## START

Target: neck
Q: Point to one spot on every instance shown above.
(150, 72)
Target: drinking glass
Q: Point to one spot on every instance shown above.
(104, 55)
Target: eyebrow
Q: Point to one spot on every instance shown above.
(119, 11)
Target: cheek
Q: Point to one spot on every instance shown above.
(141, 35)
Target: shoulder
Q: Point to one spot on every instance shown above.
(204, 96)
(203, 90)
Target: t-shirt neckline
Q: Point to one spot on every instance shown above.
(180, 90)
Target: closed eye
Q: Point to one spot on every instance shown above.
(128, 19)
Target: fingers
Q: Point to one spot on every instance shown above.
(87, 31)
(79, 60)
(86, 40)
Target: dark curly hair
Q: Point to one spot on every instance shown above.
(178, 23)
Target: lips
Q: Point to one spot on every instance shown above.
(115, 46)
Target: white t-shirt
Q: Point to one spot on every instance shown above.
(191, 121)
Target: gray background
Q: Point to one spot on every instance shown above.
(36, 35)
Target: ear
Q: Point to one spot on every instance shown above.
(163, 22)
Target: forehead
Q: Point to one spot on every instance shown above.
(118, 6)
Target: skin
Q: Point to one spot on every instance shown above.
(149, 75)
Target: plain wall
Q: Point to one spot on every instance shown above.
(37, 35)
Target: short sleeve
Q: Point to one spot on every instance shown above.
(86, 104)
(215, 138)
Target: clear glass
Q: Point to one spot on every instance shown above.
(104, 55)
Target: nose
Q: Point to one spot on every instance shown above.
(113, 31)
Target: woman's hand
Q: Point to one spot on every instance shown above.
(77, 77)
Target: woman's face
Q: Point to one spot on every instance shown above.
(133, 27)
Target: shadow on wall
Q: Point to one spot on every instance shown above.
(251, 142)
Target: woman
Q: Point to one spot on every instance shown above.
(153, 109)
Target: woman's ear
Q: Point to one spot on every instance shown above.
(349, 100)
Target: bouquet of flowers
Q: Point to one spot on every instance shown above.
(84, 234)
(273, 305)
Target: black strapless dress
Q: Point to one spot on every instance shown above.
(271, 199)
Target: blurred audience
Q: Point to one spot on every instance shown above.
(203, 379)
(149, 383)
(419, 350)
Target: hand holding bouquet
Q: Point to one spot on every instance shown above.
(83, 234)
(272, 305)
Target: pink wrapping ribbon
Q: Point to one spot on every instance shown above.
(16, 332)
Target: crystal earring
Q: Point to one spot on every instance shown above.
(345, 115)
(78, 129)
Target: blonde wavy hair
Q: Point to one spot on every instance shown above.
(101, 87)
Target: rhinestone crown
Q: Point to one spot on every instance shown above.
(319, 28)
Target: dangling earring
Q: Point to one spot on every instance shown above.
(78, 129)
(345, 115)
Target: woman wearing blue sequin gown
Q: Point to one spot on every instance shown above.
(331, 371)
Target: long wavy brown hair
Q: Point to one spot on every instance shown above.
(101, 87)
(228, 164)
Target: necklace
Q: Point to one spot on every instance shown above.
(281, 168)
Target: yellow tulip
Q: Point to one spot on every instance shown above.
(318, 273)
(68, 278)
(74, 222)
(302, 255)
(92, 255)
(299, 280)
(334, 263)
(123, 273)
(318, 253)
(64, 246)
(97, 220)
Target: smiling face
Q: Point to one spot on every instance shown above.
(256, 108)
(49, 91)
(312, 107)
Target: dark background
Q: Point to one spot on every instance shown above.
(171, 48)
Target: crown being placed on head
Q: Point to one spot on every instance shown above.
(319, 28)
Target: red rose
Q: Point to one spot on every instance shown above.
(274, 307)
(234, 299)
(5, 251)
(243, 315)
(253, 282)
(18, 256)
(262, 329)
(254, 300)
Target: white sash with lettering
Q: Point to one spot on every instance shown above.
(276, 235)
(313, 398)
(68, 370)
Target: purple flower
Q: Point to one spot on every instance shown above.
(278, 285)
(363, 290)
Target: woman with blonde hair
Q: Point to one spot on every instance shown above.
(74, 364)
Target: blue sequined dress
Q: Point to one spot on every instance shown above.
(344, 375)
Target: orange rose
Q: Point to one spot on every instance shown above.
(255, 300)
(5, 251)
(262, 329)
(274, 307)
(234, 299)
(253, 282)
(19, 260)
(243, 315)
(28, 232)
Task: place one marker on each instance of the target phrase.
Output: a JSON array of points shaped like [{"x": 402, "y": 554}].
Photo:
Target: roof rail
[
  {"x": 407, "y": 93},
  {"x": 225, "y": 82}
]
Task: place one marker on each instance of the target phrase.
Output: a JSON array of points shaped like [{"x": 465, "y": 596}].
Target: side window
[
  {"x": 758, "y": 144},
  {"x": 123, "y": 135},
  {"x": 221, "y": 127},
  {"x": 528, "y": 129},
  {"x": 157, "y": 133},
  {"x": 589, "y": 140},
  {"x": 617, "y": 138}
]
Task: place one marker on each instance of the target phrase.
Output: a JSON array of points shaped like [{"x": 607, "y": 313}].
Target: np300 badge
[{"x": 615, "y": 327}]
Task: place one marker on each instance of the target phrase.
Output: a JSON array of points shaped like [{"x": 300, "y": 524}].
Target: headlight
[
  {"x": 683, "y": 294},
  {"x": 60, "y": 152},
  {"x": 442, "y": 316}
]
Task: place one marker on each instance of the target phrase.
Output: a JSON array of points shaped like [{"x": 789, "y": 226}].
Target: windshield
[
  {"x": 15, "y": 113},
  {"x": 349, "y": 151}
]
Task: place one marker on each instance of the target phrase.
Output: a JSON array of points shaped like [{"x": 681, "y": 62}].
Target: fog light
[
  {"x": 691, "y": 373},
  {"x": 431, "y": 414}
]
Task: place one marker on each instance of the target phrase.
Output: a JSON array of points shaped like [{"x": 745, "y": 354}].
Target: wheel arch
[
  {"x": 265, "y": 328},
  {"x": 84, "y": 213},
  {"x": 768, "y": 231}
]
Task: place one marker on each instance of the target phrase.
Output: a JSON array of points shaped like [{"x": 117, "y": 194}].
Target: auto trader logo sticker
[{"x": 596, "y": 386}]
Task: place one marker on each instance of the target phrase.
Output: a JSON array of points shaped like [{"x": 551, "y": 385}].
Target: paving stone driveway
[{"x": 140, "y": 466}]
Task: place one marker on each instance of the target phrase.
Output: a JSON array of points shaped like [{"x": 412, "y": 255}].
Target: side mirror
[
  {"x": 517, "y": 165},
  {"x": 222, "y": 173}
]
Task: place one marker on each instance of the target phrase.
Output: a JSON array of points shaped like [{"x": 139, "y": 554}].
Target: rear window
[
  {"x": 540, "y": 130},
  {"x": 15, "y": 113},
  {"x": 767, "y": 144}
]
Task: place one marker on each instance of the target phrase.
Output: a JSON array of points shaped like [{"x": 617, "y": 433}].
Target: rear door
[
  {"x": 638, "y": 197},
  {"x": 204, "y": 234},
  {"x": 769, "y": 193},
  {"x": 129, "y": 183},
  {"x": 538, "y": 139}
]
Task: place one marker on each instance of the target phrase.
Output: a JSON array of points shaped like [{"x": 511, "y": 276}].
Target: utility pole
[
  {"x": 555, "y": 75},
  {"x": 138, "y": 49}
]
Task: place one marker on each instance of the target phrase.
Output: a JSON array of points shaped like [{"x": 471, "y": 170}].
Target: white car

## END

- [Exercise] Quote each line above in full, word for word.

- [Completed exercise]
Target: neck
Q: Point to one spot on every instance shown above.
(150, 72)
Target: drinking glass
Q: Point to one spot on every instance shown above.
(104, 55)
Target: eyebrow
Q: Point to one spot on every instance shown above.
(119, 11)
Target: cheek
Q: Point to one spot on every instance shown above.
(141, 35)
Target: shoulder
Q: Point to one spot on every instance shown above.
(204, 96)
(203, 90)
Target: t-shirt neckline
Q: Point to one spot on every instance shown above.
(180, 90)
Target: closed eye
Q: Point to one spot on every instance shown above.
(128, 19)
Target: fingers
Q: Point to one spot on every instance shown above.
(87, 31)
(79, 60)
(86, 40)
Target: dark curly hair
Q: Point to one spot on every instance shown above.
(178, 23)
Target: lips
Q: Point to one spot on every instance shown above.
(115, 46)
Target: white t-shirt
Q: Point to one spot on every instance shown above.
(191, 121)
Target: gray background
Q: Point to one spot on every instance shown above.
(36, 35)
Target: ear
Q: Point to one spot on every instance shown above.
(163, 22)
Target: forehead
Q: Point to one spot on every instance shown above.
(118, 6)
Target: skin
Q: Point to one spot on every instance shown above.
(149, 75)
Target: plain wall
Q: Point to one spot on every instance shown above.
(37, 35)
Target: short sleeve
Q: Point to one spot on every instance shown above.
(86, 104)
(215, 138)
Target: clear glass
Q: Point to one spot on every instance shown above.
(104, 55)
Target: nose
Q: Point to one spot on every instance shown above.
(113, 31)
Target: woman's hand
Q: Point to one spot on every instance shown above.
(77, 77)
Target: woman's face
Q: Point to one spot on every instance shown above.
(133, 27)
Target: shadow on wall
Q: Point to one spot on every instance shown above.
(251, 142)
Target: woman
Q: Point to one spot on every instance shown above.
(153, 109)
Target: woman's ear
Q: Point to one spot on every instance shown above.
(349, 100)
Target: bouquet of flowers
Q: Point to one spot on every instance shown above.
(84, 234)
(273, 305)
Target: black strapless dress
Q: Point to one spot on every instance shown above.
(271, 199)
Target: blurred audience
Q: Point to one spot on every instance shown above.
(203, 379)
(149, 383)
(419, 350)
Target: hand holding bouquet
Q: Point to one spot on every instance shown above.
(83, 234)
(272, 305)
Target: pink wrapping ribbon
Q: Point to one spot on every instance shown above.
(16, 332)
Target: crystal earring
Q: Point to one spot on every instance shown above.
(345, 115)
(78, 129)
Target: blonde wavy hair
Q: Point to one spot on every instance shown above.
(101, 87)
Target: rhinestone crown
Q: Point to one spot on every instance shown above.
(319, 28)
Target: dangling earring
Q: Point to one spot on every instance shown above.
(78, 129)
(345, 115)
Target: woman wearing blue sequin gown
Q: Point to one spot on every instance shown above.
(331, 371)
Target: long wavy brown hair
Q: Point to one spot on every instance shown above.
(101, 87)
(228, 164)
Target: necklace
Q: Point to one spot on every instance shown above.
(281, 168)
Target: yellow tulip
Q: Point to one spot on every instance shown above.
(318, 273)
(68, 278)
(74, 222)
(302, 255)
(92, 255)
(299, 280)
(334, 263)
(123, 273)
(318, 253)
(64, 246)
(97, 220)
Target: smiling face
Q: Point to one spot on every instance shown above.
(256, 108)
(49, 91)
(312, 107)
Target: dark background
Q: Point to one spot on every instance shown above.
(171, 48)
Target: crown being placed on head
Q: Point to one spot on every instance shown above.
(319, 28)
Target: red rose
Q: Point to one spot on every instance shown above.
(274, 307)
(234, 299)
(5, 251)
(243, 315)
(253, 282)
(18, 256)
(262, 329)
(254, 300)
Target: white sash with lettering
Q: Point to one spot on every instance shown above.
(276, 235)
(313, 398)
(68, 370)
Target: purple flower
Q: Point to one spot on every instance shown above.
(278, 285)
(363, 290)
Target: woman with blonde hair
Q: Point to one spot on every instance shown above.
(74, 364)
Target: blue sequined dress
Q: Point to one spot on every instance shown above.
(344, 375)
Target: orange rose
Q: Point to one spot on every instance shown above.
(255, 300)
(5, 251)
(262, 329)
(274, 307)
(234, 299)
(253, 282)
(19, 260)
(243, 315)
(28, 232)
Task: place one marker on each instance of the target phrase.
Output: a JSON array of points shaped like [{"x": 402, "y": 554}].
Photo:
Target: roof rail
[
  {"x": 407, "y": 93},
  {"x": 225, "y": 82}
]
Task: place one marker on each instance of the target phrase.
Output: a JSON array of points shaped like [{"x": 465, "y": 596}].
Target: side window
[
  {"x": 758, "y": 144},
  {"x": 123, "y": 135},
  {"x": 221, "y": 127},
  {"x": 528, "y": 129},
  {"x": 157, "y": 133},
  {"x": 589, "y": 140},
  {"x": 617, "y": 138}
]
Task: place one marker on each instance of the target phrase.
Output: a JSON array of points shaped like [{"x": 607, "y": 313}].
Target: np300 badge
[{"x": 615, "y": 327}]
Task: place one marker on each instance of the target phrase.
Output: a JSON array of points shaped like [{"x": 300, "y": 524}].
Target: headlight
[
  {"x": 683, "y": 294},
  {"x": 60, "y": 152},
  {"x": 442, "y": 316}
]
Task: place one marker on each instance of the target phrase.
Output: a JSON array of points shaped like [{"x": 789, "y": 226}].
Target: windshield
[
  {"x": 15, "y": 113},
  {"x": 349, "y": 151}
]
Task: place one marker on each instance of the target phrase.
Output: a JSON array of points shaped like [{"x": 681, "y": 62}].
Target: fog light
[
  {"x": 691, "y": 373},
  {"x": 431, "y": 414}
]
Task: place one marker on each instance of the target phrase.
Output: a JSON array of points shaped like [{"x": 745, "y": 354}].
Target: wheel arch
[
  {"x": 265, "y": 328},
  {"x": 84, "y": 213},
  {"x": 768, "y": 231}
]
Task: place one marker on each instance of the target phrase.
Output: a JSON array of points shaped like [{"x": 117, "y": 194}].
Target: auto trader logo sticker
[{"x": 596, "y": 386}]
Task: place one marker on each instance of the target phrase.
Output: a JSON array of points shaped like [{"x": 551, "y": 385}].
Target: paving stone driveway
[{"x": 140, "y": 466}]
Task: place one marker on each instance of the target phrase.
Output: a JSON array of points shaped like [{"x": 412, "y": 255}].
Target: side mirror
[
  {"x": 517, "y": 165},
  {"x": 222, "y": 173}
]
Task: place one marker on each instance of the target phrase.
Output: a JSON array of points shaped like [{"x": 139, "y": 554}].
Target: rear window
[
  {"x": 540, "y": 130},
  {"x": 15, "y": 113},
  {"x": 767, "y": 144}
]
Task: place one marker on each instance of the target phrase.
Output: a JSON array of points shaped like [{"x": 617, "y": 433}].
Target: rear door
[
  {"x": 638, "y": 197},
  {"x": 204, "y": 234},
  {"x": 769, "y": 193},
  {"x": 129, "y": 183},
  {"x": 538, "y": 139}
]
Task: place one marker on each instance of the target phrase.
Output: a JSON array of points shaped like [{"x": 511, "y": 276}].
Target: utility pole
[
  {"x": 555, "y": 75},
  {"x": 138, "y": 49}
]
Task: place one marker on each instance of the target phrase.
Output: a JSON array of points shaped like [{"x": 471, "y": 170}].
Target: white car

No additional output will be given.